What to work on —
Transcribe each entry exactly; skip the images.

[[ Available records open ]]

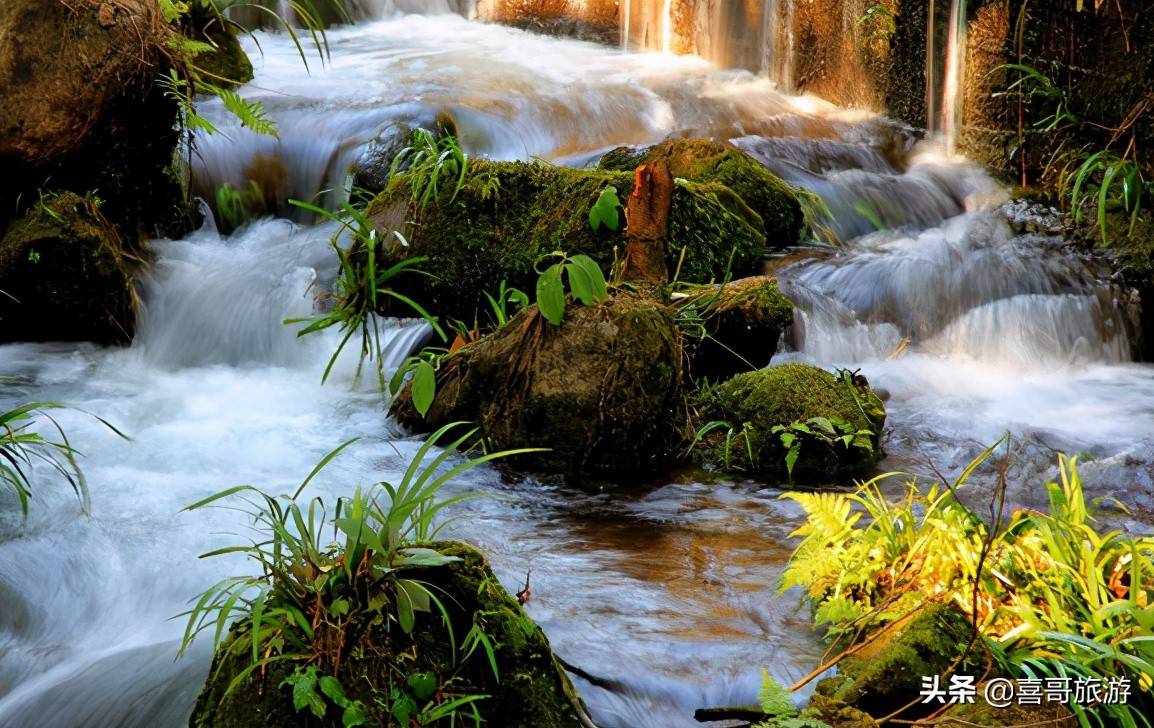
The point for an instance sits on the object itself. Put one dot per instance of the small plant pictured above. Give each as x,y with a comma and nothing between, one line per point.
319,599
821,432
21,449
606,211
428,162
1049,593
586,283
362,286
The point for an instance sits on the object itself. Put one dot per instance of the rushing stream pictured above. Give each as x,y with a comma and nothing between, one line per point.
665,592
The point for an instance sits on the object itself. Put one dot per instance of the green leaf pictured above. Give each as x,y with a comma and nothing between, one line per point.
422,684
605,210
424,387
551,295
586,279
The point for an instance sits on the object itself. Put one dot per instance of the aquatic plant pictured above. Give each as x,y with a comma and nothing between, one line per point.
362,287
1049,593
21,449
323,598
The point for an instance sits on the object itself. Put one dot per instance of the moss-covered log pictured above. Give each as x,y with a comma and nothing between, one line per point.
532,691
740,325
754,403
712,162
66,275
602,391
509,215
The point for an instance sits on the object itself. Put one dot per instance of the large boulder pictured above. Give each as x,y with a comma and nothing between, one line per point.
755,403
509,215
531,689
739,324
602,391
713,162
81,109
66,275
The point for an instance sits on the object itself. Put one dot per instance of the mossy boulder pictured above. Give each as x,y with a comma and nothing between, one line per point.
508,215
754,403
602,391
713,162
888,675
532,691
740,324
66,275
226,65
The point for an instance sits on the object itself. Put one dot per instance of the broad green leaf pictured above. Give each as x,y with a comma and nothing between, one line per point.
422,684
605,210
424,387
551,295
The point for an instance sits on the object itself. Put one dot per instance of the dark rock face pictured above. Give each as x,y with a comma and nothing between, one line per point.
532,691
754,403
67,276
602,391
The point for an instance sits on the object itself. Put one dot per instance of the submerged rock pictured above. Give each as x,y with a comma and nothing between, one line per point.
66,276
740,324
532,690
507,216
754,403
602,391
712,162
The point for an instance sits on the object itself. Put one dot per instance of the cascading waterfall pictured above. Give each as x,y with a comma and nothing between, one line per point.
954,74
972,314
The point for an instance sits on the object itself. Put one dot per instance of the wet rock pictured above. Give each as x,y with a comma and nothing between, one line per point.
740,324
886,676
66,275
713,162
602,391
226,65
510,215
81,110
532,691
754,403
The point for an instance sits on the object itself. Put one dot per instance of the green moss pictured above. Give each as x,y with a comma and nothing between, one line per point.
478,239
712,162
66,274
886,678
755,402
602,392
226,65
532,692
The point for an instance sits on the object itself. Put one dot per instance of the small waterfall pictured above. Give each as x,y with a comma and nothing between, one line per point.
626,17
954,74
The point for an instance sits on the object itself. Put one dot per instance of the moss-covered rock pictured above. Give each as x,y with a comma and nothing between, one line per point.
226,65
740,324
754,403
602,391
509,215
532,691
888,676
67,276
982,713
712,162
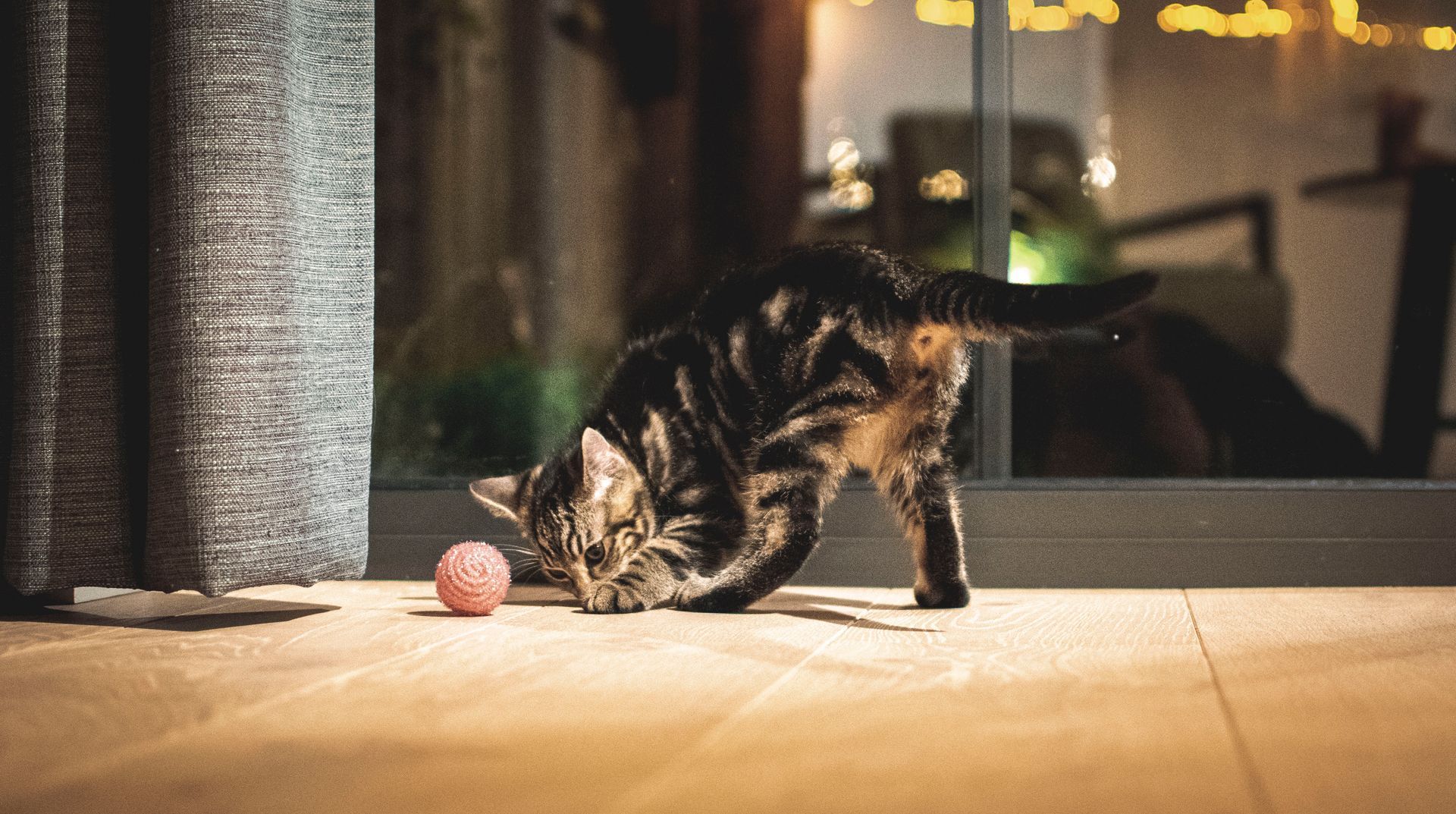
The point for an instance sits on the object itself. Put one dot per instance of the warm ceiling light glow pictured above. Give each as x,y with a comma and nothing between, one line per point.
1439,38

[[ Available records closed ]]

Answer area —
The point for an instance sits on the object itself. Put one dot per instance of the small plant pictured above. Give each as x,y with a comma and nothing between, one line per point.
319,599
821,432
21,449
606,211
428,162
1049,593
586,283
362,286
The point for an instance sits on the object itself. Put one dot per instance of the rushing stream pictured above. Give each as x,y with a comma and nothing between, one line per point.
665,592
The point for an instance sits on the object itself. Put one dot per instance of the green leaf pictured above. Give each as x,y with a comma and nothing between, one line per point.
422,684
605,210
424,387
551,295
586,279
The point for an instance sits on the object itself. Put one dot per instance of the aquatic plant pictured above. Give each as x,y with a comma and nothing between, one line per point.
362,287
1049,593
21,449
323,598
The point for an instance sits on the object itself. Put one dot per instance of the moss-covered log pictured above. Give each as x,y with a comma and nothing between, one line per point.
532,691
740,325
754,403
712,162
66,275
602,391
509,215
The point for an instance sits on the object itself. Put one dot per instance of the large boulder pictured above. Give each as x,y with a comma and nothing between, one line per point.
755,403
509,215
531,689
739,324
602,391
713,162
81,109
66,275
The point for an instance sits on the object itself. Put one dot per instance of the mossy boulder pictured above. Give each as x,y with a comma and nothing between, one line per point.
508,215
754,403
602,391
713,162
888,675
532,691
740,324
66,275
226,65
The point for an instance sits on the object itself. Put one dot per instance of the broad green leaf pictured above. Give each as x,y with a comma and nothing between, one line per point.
422,684
605,210
424,387
551,295
The point for an instance sits on the object itself. Put one dot per instance of the dark rock face pictured above. Give each as x,y with a comma and nothing between, one line per point.
532,691
754,403
67,276
602,391
The point for an instance sits on the object itself. Put one dot per instance of the submerged rock pictured above. Give each as x,y with a comma and nothing between, one line per point.
66,276
740,324
532,690
507,216
754,403
602,391
712,162
The point for an instance sits on the object itself. Put one dot per instance of the cascading waterfall pictured above. Give each as x,y with a comma and nothing between, one line per point.
954,74
972,314
The point for an instance sits on the object itself. Put one dot per instance of the wet rock pictured above. Give each as x,y with a comma and nothing between, one line per point.
740,324
886,676
66,275
713,162
602,391
226,65
510,215
81,110
532,691
754,403
The point for an instance sits on the object itself. Put one dot per instance of the green moss pictured above. Give each as x,y with a comma and nothing between, one line per point.
478,239
712,162
66,274
886,678
755,402
602,392
226,65
532,692
The point for an instance sits on the object itself. Put one dot per instance of the small waterfall pictured above. Give each as x,y with a comma and nothing between, one line per point.
626,17
954,74
The point for an instance sits on the object itself. Put one dot per instance of the moss-covered rock pictured above. Give each as x,y with a comma and nothing between, one line per point.
226,65
740,324
754,403
602,391
509,215
532,691
888,676
67,276
982,713
712,162
The point for an instance sits on the object itself. Put one dot per instance of the warm ceiling light glow pictured above. Give each as x,y with a comma and nothing between, one line per point.
1439,38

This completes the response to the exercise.